■ **Task to carry out**: Reproduce the lines of the material from its start through the line containing "output: a list", unchanged and nothing more.

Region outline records
┏━━

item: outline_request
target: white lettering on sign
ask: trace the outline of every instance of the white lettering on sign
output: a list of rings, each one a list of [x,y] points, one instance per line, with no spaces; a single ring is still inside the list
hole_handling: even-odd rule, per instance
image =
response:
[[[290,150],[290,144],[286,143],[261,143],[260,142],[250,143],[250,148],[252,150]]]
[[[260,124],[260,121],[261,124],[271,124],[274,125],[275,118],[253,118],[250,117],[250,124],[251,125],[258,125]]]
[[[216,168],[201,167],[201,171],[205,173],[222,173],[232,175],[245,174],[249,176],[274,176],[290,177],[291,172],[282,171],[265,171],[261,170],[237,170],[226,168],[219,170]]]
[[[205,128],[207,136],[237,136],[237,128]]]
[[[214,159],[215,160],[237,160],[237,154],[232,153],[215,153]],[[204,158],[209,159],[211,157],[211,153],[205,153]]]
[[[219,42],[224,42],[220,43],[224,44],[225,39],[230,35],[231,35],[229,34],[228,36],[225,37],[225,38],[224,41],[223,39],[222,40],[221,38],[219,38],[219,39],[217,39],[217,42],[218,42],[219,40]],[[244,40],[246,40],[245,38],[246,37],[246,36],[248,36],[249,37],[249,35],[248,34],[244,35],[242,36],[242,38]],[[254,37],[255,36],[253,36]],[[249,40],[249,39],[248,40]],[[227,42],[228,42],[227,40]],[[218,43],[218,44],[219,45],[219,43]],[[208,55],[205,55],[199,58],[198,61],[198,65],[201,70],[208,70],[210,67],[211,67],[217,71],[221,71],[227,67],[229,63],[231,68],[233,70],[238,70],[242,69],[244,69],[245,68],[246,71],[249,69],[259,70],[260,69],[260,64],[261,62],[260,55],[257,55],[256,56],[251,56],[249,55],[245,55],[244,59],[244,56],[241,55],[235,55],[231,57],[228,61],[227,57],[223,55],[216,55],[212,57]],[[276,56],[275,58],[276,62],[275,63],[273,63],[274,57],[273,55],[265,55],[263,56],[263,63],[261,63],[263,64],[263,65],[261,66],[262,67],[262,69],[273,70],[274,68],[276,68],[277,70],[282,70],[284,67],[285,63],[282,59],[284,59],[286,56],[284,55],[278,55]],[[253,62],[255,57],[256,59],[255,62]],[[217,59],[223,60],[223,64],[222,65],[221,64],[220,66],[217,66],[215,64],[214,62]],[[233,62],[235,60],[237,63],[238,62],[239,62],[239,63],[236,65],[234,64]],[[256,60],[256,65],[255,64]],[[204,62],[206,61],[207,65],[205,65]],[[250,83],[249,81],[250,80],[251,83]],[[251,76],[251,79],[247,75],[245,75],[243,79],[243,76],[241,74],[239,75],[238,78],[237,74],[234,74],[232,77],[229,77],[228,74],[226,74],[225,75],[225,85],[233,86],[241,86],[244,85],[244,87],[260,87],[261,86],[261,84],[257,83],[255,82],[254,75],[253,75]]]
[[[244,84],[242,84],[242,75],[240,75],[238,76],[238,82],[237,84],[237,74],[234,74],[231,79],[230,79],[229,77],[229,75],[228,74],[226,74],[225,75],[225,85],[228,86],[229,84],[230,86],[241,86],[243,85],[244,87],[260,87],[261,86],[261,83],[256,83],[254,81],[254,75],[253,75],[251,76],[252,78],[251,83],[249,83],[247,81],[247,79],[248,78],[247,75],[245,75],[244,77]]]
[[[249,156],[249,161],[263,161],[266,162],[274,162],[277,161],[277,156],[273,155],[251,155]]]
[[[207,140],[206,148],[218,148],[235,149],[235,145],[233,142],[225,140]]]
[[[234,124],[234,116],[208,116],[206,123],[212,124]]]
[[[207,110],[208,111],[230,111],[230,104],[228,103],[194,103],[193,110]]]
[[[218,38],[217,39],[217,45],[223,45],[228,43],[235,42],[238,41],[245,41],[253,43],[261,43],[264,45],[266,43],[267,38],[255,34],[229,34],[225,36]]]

┗━━

■ **Exercise result**:
item: outline_request
target: white lettering on sign
ask: trace the outline of every instance of the white lettering on sign
output: a list of rings, each one a list of [x,y] points, one instance per line, with no spaces; a single ring is still inside the list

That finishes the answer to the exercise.